__Passage__
============================================================
Mr. Ahearne, what role do probability risk assessments have in safety analysis and licensing?

Mr. AHEARNE. At the present time the NRC does not have them as a formal part of the licensing process, but has encouraged all of the plants to go through these probabilistic risk analyses. The main thing that they do, they identify system weaknesses, vulnerabilities, where are problems that might be present that one had not expected. It has turned out to be very valuable, sufficiently valuable that most of the industry is now going forward to doing them.

Senator MCCLURE. According to Department of Energy documents, HWR safety research at the Savannah River plants will take 4 years. If HWR is the chosen NPR technology, do you believe that these safety analyses should be completed before construction begins?

Mr. AHEARNE. I think that there are several types of safety analyses you are speaking about. There are analyses being done as was already mentioned by Secretary Salgado on the existing Savannah River plants, and PRA's, probabilistic risk analyses, are being done on those.

Those are safety analyses focused upon existing designs, existing plants, taking them where they are, as he mentioned, they are 30-yearold plants. Those are the kind of analyses that are going to have to be completed to give some high confidence that those plants could go up in power. Separate analyses would probably be required for a new design.

Senator MCCLURE. Is that because the new design would be sufficiently different from the older?

Mr. AHEARNE. It would be different. Obviously, you can capture some of the work that has already been done, some of the work will be directly applicable, but I don't think that automatically you can assume that the work being done for the older design is going to be applicable to the new design.

Senator MCCLURE. In your opinion, are light water reactor codes easily adapted for use with heavy water technology?

Mr. AHEARNE. No.

Senator MCCLURE. You can't simply transfer the codes.

Mr. AHEARNE. The light water codes, it is not just the moderator which is a light water, they were really designed to handle the temperatures and the pressures, and the rest of the system fluid flow, and the type of fuel that exist in light water reactors.

The heavy water reactor is quite different, and I do not believe that it is a simple matter to take those codes and transfer them to a new reactor. One of the big issues that one has in any code work is to then validate the codes, and the more complex the code is, the harder time one has in validating; that is, to give confidence that the results of the codes are things that you want to believe.

DEFENSE DEPARTMENT CONCERNS

Senator MCCLURE. Dr. Duncan, you have been kind of left alone down there at the end of the table. I don't want you to leave here without any questions.

We have kind of an understandable, but, nevertheless, unique relationship here. You are the customer.

Dr. DUNCAN, Yes.
============================================================
__Listed records__
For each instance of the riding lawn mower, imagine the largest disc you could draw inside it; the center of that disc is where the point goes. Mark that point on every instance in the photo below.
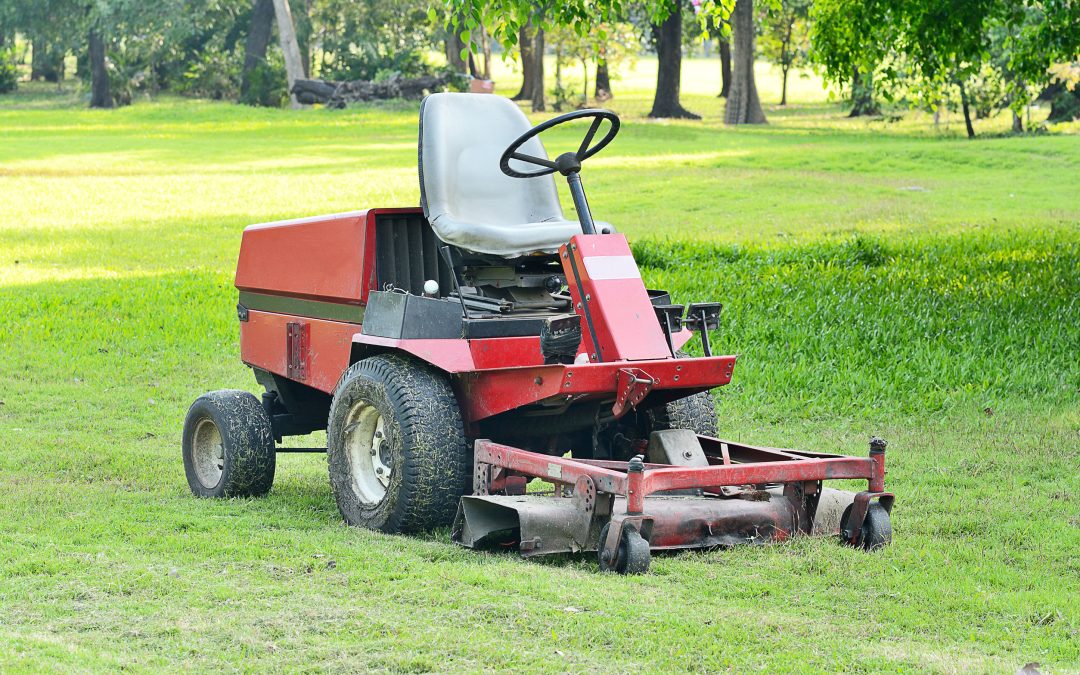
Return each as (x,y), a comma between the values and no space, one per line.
(484,363)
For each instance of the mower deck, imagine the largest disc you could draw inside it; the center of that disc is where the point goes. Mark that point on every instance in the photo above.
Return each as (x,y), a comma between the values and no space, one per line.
(743,494)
============================================================
__Required tasks__
**1)** In the testimony, how long do Department of Energy documents say HWR safety research at the Savannah River plants will take?
**2)** Write out the testimony word for word, starting with "Senator MCCLURE. You" and going on through "light water reactors.".
Rely only on the testimony for these.

__The responses__
**1)** Four years.

**2)**
Senator MCCLURE. You can't simply transfer the codes.

Mr. AHEARNE. The light water codes, it is not just the moderator which is a light water, they were really designed to handle the temperatures and the pressures, and the rest of the system fluid flow, and the type of fuel that exist in light water reactors.